▶ [GOAL OF THE EXERCISE]
In the excerpt about longer-wavelength radio constraints on Sgr A*, what lower limit on the inner scale rin does the Gaussian source morphology at 1.3 cm set?

▶ [EXCERPT PROVIDED]
The red shaded regions in Figure 7 show composite constraints from longer-wavelength radio observations (see Figure 9 of Johnson et al. 2018). The light red shaded region corresponds to the composite (95% confidence) ranges of α and rin able to reproduce the refractive noise measurements at both λ = 3.6 cm and λ = 1.3 cm but unable to reproduce the non-Gaussian source morphology observed at 7 mm, which requires an inner scale rin < 2000 km. The dark red shaded region corresponds to the ranges of α and rin able to both reproduce the cm-wave refractive noise measurements and the non-Gaussian shape at λ = 7 mm. The lower limit of the red region corresponds to a lower limit of rin ≥ 520 km constrained by the Gaussian source morphology at 1.3 cm. Further details on these longer-wavelengths constraints are presented in Johnson et al. (2018). From the composite longer-wavelength model constraints and 3.5 mm size constraints in Figure 7, we conclude that the intrinsic source extent (FWHM) of Sgr A* along the scattering minor axis must be 100−105 μas. Future analysis of more recent longer-wavelength observations of Sgr A* can also further constrain the parameter space of the scattering model (I. Cho et al. in prep.).

▶ [GIVEN ENTRIES]
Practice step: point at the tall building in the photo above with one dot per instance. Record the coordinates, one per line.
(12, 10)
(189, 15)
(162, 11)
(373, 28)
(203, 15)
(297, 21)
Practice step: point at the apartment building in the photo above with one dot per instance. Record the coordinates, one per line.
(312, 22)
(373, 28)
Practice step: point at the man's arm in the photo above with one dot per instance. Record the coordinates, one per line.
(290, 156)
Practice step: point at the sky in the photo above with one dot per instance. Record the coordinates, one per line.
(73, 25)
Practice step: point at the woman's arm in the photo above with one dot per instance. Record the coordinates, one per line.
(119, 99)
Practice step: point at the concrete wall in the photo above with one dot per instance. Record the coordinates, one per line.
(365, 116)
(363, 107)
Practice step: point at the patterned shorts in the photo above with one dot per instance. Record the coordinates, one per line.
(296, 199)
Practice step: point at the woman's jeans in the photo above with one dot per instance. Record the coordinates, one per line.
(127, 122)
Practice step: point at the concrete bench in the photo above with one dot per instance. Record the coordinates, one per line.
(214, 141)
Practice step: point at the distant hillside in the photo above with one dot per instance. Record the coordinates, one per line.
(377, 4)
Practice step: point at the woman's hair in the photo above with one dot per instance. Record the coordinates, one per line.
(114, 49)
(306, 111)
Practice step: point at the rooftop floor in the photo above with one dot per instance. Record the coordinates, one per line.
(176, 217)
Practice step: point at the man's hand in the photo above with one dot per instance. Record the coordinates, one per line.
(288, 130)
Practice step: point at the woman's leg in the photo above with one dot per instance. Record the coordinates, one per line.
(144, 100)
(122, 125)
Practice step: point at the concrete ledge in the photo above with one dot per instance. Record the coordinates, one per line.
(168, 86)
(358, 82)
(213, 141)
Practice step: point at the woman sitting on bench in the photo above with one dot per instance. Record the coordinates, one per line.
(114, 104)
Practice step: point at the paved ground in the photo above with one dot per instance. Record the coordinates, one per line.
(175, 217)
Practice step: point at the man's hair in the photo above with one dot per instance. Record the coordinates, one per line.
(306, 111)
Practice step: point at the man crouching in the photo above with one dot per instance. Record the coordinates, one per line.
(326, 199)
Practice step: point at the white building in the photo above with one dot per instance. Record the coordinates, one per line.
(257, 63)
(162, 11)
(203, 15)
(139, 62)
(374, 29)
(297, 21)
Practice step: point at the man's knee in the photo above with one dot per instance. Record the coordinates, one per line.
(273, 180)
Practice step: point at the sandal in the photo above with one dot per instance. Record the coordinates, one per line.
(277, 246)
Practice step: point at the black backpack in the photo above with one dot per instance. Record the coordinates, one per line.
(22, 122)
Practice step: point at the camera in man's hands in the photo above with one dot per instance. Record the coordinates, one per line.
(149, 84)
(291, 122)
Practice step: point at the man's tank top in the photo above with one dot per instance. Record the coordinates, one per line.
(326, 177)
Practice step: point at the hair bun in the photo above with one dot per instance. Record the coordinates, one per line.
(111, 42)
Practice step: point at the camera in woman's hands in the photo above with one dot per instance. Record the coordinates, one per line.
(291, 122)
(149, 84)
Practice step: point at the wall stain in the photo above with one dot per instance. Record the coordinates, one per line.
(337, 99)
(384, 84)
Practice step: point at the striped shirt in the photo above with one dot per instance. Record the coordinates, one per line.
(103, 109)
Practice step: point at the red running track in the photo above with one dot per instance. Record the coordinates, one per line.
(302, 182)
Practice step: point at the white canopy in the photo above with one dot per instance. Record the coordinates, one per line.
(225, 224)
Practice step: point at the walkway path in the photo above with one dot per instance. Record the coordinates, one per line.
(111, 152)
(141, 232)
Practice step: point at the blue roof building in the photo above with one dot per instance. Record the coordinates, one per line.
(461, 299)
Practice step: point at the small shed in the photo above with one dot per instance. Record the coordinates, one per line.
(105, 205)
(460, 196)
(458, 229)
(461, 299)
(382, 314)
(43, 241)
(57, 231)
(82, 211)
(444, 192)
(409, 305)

▶ [SOLVED EXERCISE]
rin ≥ 520 km